Input records:
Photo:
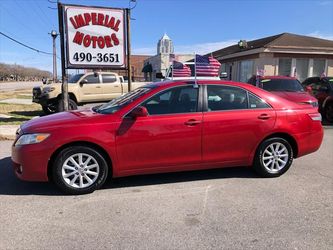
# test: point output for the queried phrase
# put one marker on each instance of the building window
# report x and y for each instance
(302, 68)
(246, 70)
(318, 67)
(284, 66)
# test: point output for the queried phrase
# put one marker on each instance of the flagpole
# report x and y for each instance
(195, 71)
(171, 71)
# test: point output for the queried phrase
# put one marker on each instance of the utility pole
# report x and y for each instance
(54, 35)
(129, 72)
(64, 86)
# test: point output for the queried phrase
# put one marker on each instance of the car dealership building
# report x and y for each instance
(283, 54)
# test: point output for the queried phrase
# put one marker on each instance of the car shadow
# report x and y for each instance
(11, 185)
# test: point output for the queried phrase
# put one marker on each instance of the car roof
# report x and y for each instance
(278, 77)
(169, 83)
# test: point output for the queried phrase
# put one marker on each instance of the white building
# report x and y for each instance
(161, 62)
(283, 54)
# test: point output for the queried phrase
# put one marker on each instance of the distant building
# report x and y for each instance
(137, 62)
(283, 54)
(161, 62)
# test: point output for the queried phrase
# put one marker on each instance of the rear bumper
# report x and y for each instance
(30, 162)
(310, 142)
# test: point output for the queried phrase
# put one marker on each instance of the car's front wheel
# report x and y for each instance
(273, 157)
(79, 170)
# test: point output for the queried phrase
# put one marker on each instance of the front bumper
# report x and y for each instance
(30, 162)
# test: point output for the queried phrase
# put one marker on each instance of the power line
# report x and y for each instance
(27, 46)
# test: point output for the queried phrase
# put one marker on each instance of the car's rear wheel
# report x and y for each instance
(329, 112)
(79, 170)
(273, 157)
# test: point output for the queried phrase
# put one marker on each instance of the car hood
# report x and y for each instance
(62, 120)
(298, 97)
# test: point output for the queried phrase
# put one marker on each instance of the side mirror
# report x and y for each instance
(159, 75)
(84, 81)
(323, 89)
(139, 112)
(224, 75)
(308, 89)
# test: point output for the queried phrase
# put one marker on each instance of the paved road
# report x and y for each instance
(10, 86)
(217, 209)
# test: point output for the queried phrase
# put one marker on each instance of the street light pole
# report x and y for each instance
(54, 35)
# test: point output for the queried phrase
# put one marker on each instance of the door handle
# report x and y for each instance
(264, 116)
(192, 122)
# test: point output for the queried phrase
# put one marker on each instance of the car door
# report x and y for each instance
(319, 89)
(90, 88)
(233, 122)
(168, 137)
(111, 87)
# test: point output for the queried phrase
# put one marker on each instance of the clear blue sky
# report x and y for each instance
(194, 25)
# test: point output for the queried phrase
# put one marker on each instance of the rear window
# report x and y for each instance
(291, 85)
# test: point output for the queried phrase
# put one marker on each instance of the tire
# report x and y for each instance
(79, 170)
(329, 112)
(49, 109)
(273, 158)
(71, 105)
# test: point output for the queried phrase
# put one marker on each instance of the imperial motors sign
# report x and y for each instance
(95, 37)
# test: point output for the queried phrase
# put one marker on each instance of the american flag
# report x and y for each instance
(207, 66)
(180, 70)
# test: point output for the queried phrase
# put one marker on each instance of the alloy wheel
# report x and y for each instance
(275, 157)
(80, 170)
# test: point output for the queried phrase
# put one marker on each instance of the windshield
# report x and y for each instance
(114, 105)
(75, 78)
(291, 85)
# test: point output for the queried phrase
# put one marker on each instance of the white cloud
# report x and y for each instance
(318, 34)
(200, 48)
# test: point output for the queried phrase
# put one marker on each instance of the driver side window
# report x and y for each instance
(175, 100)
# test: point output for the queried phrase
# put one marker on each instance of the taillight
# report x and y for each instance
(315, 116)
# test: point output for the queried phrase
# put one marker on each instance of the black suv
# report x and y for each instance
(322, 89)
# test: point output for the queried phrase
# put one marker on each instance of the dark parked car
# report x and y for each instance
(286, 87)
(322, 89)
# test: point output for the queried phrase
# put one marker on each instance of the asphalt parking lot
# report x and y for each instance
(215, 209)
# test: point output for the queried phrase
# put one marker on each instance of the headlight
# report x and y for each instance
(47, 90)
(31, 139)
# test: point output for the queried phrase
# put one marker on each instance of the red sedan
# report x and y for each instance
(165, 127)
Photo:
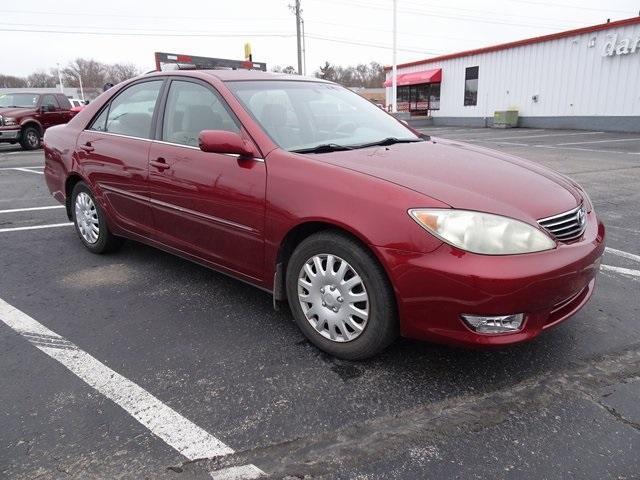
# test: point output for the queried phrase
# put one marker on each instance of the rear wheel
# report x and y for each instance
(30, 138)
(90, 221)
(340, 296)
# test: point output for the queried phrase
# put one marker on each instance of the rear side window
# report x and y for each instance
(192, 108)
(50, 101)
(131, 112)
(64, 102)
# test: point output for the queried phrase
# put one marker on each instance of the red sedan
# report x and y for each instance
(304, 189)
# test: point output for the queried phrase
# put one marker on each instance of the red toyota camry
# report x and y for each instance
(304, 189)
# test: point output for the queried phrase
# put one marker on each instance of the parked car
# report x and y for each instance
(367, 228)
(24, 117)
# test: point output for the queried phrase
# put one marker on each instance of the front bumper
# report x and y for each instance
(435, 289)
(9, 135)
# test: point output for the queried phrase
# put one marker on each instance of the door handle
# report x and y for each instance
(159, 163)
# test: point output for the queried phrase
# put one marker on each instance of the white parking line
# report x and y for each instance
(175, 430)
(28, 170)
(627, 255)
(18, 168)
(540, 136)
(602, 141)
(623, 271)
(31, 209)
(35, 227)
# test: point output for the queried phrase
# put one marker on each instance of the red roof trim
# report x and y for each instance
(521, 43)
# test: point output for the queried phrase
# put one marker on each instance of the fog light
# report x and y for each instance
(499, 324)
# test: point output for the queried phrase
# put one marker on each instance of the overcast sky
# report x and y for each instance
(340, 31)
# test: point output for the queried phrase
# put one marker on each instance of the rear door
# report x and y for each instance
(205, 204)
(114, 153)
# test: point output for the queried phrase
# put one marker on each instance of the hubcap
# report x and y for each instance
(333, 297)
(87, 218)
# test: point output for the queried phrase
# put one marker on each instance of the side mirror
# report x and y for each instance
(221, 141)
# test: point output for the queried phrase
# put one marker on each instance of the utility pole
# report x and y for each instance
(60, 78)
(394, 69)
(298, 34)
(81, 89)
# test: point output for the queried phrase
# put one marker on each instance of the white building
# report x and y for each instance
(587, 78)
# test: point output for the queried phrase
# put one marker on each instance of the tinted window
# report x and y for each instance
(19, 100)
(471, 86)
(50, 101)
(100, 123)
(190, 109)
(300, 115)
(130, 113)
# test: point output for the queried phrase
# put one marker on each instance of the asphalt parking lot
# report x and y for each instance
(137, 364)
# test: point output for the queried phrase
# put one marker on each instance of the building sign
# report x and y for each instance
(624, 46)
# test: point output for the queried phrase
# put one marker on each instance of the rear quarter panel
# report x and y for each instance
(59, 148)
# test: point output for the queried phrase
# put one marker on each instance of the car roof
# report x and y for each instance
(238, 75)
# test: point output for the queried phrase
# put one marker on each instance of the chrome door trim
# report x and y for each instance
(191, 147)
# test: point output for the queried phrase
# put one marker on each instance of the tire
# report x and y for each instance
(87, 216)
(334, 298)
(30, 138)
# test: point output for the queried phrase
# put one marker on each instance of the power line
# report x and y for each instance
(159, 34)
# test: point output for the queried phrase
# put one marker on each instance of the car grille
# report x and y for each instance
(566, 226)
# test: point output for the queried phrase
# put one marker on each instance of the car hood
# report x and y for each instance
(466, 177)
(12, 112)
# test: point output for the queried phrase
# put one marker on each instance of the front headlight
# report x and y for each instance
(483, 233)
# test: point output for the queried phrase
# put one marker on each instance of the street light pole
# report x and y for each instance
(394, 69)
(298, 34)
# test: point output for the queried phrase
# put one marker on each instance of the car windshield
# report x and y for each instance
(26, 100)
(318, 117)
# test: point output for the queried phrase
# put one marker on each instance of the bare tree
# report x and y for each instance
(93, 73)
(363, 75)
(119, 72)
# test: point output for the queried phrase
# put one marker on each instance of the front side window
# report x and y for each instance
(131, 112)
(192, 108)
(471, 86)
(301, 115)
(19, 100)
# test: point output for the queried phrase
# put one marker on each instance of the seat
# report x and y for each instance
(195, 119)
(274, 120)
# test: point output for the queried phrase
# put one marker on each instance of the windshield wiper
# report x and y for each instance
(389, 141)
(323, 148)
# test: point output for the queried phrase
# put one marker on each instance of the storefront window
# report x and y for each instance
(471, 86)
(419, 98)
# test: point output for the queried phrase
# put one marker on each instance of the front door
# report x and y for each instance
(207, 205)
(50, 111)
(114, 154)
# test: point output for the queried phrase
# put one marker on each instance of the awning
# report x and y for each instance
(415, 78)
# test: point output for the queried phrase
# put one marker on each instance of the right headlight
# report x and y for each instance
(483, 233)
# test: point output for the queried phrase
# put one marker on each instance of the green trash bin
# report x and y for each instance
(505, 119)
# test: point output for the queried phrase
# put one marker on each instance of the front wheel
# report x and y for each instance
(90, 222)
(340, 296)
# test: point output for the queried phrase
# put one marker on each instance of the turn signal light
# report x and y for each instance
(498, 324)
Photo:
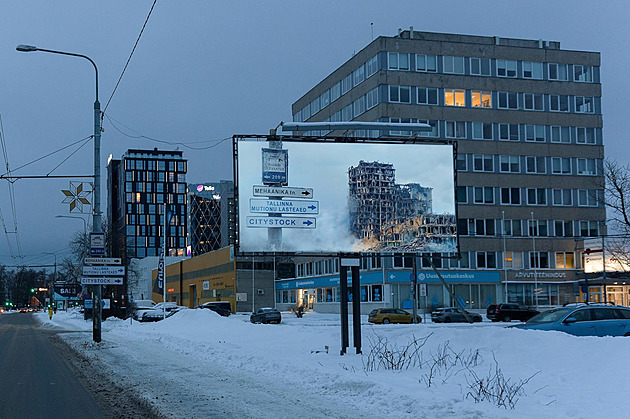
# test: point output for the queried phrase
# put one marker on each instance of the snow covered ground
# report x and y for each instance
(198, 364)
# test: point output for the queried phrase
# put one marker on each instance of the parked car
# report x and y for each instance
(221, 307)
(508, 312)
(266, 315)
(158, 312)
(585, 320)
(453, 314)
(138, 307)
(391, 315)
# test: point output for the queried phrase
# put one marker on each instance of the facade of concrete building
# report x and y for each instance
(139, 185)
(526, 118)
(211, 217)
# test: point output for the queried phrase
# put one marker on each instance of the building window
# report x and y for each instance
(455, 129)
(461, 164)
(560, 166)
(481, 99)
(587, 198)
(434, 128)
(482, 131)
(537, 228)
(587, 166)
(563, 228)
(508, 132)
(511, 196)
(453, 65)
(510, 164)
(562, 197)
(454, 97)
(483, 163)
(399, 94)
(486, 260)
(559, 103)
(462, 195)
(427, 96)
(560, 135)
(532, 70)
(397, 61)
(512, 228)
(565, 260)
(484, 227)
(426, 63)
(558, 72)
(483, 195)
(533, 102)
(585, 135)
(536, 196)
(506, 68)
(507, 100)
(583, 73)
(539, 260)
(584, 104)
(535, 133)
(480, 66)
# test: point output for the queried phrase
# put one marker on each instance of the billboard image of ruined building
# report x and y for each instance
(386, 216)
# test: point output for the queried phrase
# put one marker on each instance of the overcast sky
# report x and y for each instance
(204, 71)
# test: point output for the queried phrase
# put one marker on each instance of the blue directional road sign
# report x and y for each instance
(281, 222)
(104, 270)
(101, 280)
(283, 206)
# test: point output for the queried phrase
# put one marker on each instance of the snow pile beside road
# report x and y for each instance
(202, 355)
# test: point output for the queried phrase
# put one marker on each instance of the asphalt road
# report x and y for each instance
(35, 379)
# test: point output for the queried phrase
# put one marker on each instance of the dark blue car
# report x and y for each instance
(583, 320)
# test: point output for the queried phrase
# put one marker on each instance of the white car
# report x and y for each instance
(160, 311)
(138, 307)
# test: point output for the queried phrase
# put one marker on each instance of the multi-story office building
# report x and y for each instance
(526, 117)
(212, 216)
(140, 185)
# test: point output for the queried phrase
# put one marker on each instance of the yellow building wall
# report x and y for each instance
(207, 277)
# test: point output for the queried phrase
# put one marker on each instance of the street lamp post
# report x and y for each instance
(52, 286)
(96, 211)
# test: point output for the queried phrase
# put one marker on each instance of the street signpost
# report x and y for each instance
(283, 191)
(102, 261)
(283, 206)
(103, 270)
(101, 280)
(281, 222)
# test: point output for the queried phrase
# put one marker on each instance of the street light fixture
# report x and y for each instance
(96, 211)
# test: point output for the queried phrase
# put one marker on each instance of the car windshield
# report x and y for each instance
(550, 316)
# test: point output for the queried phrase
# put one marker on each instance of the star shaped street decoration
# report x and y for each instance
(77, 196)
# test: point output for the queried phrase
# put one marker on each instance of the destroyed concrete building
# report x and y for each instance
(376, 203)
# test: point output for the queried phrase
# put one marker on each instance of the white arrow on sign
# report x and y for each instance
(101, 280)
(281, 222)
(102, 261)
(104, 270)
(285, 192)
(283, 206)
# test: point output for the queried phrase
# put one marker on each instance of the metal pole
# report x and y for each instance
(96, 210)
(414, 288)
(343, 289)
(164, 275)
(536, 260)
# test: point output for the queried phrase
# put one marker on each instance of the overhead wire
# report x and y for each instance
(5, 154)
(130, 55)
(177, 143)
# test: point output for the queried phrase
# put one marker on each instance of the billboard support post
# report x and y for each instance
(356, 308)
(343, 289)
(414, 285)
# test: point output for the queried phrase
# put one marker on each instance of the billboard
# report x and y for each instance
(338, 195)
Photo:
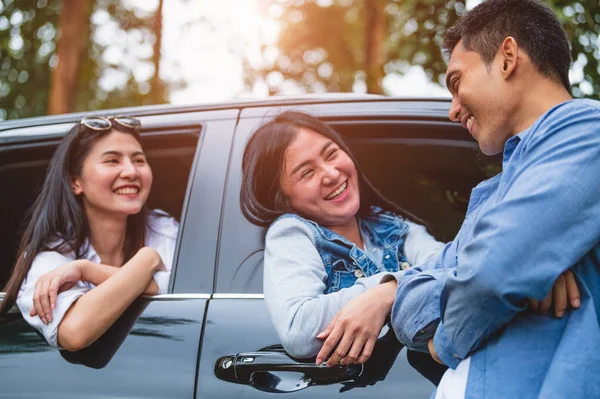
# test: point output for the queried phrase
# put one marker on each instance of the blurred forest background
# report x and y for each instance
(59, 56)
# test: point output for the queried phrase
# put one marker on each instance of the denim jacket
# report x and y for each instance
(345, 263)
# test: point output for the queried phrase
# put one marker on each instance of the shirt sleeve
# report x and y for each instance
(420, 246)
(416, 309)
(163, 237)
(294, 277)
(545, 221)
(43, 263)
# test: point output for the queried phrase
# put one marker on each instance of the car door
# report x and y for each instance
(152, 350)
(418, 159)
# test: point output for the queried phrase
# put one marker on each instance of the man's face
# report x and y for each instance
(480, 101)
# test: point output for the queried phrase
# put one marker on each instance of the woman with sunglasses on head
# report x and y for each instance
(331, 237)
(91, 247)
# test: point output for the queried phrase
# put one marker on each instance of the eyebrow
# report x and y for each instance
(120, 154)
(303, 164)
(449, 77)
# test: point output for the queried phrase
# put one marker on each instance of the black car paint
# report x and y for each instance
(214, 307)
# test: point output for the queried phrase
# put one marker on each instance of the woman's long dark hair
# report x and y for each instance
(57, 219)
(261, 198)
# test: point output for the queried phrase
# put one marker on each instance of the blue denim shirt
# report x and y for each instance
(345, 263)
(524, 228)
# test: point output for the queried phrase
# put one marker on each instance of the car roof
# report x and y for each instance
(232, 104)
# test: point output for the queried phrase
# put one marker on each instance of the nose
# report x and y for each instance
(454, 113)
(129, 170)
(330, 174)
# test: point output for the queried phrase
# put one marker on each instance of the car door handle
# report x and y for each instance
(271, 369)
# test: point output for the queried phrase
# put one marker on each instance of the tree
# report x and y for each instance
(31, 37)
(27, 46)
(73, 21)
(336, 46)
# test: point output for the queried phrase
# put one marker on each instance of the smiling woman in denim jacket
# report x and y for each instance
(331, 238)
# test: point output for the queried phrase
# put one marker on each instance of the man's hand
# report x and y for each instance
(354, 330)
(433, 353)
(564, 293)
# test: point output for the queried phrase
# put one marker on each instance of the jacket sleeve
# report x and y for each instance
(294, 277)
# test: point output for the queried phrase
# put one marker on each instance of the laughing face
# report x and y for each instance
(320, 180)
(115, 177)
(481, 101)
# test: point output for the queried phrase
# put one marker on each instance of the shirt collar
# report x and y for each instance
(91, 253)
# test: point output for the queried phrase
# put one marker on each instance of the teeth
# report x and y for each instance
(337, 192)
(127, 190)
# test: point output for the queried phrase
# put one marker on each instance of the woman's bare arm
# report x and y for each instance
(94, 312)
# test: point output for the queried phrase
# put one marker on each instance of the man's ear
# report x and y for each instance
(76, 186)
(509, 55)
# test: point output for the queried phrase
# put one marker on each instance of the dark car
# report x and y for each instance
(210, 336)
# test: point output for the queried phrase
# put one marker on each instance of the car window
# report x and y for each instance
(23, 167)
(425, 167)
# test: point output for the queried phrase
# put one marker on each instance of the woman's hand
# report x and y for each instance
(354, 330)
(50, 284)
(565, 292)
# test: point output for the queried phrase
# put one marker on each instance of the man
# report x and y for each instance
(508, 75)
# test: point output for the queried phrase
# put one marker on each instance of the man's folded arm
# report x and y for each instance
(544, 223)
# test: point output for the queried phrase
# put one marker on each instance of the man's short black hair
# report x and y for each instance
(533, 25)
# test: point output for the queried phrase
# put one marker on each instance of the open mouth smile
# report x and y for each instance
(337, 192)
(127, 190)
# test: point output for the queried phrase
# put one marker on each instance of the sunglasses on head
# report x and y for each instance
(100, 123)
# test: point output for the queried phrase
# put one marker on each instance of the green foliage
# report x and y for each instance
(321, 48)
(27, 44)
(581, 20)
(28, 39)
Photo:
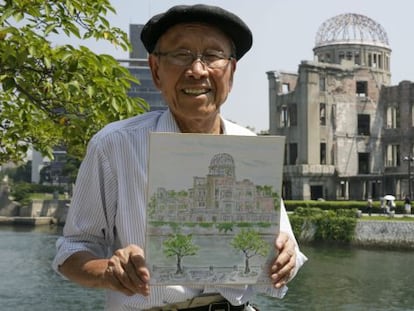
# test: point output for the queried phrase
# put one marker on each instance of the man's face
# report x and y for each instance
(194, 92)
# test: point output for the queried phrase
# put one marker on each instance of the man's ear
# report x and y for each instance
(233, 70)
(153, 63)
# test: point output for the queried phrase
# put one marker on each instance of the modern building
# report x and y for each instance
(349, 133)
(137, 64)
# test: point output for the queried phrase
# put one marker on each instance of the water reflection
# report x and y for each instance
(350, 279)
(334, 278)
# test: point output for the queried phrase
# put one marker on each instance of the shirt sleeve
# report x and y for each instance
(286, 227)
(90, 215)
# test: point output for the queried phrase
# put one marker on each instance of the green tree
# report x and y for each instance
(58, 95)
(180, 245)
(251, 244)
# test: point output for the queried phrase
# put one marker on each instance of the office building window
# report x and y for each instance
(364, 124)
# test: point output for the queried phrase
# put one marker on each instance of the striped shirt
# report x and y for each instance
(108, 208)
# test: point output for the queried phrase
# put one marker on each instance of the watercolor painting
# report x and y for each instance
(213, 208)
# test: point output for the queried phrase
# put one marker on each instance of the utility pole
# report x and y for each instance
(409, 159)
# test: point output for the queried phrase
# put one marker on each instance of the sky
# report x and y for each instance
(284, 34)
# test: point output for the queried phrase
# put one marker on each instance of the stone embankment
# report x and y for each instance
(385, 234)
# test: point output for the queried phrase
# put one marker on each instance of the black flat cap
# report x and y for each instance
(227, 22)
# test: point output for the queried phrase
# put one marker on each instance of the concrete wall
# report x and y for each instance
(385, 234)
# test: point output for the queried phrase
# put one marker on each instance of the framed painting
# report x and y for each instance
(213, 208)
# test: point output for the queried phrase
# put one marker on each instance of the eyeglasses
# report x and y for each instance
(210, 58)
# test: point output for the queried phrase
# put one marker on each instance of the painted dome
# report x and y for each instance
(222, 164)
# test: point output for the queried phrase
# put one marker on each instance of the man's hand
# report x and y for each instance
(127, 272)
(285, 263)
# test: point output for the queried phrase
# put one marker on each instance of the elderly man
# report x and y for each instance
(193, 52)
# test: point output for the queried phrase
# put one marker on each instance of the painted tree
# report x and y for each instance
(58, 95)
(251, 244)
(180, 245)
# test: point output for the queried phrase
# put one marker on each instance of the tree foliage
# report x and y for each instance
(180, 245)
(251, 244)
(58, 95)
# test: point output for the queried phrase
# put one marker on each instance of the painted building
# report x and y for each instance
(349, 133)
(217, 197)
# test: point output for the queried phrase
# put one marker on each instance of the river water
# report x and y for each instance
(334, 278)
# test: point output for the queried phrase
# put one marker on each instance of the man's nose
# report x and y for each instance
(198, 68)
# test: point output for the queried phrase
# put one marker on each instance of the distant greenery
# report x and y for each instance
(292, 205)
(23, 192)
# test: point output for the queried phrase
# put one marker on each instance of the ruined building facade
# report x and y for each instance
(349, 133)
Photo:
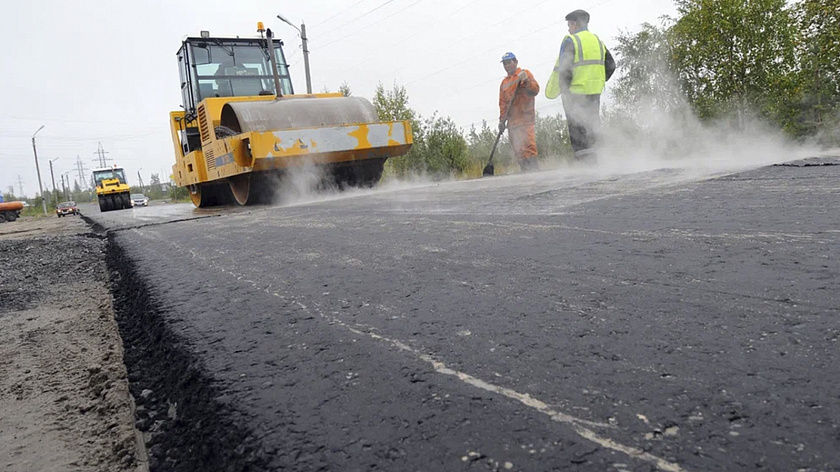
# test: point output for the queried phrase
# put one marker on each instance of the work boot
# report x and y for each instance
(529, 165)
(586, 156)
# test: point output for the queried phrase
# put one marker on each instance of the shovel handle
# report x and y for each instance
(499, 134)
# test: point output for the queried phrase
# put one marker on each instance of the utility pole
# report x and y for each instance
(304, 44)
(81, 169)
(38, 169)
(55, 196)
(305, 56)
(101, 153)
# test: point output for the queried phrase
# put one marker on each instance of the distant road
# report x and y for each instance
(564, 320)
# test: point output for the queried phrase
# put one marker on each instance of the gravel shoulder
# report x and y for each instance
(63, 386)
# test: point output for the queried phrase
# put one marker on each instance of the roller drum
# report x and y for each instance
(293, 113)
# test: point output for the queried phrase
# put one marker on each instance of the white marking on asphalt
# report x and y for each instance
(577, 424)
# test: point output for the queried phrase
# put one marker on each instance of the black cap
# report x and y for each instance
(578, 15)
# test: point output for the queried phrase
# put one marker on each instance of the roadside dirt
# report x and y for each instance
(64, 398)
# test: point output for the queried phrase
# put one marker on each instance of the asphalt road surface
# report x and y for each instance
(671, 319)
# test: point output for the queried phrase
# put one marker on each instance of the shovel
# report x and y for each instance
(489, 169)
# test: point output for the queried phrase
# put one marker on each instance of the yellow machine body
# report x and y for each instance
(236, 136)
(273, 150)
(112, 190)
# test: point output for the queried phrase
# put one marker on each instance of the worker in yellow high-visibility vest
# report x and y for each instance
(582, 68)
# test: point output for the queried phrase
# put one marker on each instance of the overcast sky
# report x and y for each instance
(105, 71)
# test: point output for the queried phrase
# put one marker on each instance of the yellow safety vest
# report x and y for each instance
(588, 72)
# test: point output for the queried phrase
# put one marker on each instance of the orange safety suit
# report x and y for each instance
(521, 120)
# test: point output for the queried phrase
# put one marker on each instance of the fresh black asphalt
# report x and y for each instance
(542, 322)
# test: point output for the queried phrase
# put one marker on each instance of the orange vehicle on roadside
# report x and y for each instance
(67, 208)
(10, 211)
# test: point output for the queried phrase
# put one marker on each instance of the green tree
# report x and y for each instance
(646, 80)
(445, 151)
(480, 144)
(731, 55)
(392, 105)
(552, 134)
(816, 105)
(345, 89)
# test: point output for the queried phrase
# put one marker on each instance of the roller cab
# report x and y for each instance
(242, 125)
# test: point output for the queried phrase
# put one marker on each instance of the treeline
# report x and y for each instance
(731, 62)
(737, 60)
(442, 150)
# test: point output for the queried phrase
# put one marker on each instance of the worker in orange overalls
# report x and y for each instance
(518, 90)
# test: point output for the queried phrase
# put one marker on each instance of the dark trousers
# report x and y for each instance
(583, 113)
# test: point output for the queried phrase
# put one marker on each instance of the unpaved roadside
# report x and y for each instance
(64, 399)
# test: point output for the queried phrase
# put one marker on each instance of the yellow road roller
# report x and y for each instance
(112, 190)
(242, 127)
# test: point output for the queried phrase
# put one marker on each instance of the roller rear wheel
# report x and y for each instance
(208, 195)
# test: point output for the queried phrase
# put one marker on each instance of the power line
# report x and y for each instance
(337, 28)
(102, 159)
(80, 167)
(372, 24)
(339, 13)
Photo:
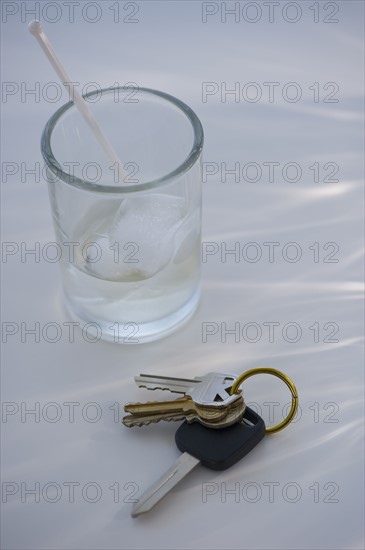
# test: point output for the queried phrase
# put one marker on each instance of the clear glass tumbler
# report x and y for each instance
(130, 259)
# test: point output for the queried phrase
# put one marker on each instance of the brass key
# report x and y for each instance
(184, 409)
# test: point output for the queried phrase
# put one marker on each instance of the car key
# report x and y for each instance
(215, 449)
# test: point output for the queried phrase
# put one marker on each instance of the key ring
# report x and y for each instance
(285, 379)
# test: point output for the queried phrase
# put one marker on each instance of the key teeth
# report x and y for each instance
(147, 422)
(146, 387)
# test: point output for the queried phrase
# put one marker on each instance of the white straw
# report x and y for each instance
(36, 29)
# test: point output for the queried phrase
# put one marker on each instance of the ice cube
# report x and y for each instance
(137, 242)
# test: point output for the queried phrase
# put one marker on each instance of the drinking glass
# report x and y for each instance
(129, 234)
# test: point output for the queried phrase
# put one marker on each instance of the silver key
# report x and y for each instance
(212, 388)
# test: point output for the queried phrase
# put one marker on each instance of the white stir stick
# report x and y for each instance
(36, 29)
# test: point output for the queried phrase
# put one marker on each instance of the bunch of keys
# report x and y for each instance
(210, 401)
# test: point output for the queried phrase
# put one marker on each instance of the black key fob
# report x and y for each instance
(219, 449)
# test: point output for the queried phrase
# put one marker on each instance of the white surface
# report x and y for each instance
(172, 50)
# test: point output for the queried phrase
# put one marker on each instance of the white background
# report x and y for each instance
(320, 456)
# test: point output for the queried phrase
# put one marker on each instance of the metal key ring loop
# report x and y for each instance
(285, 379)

Given instruction:
Count the lines in the entries above that contain the string "denim", and reply with only that number.

Solution to this exercise:
3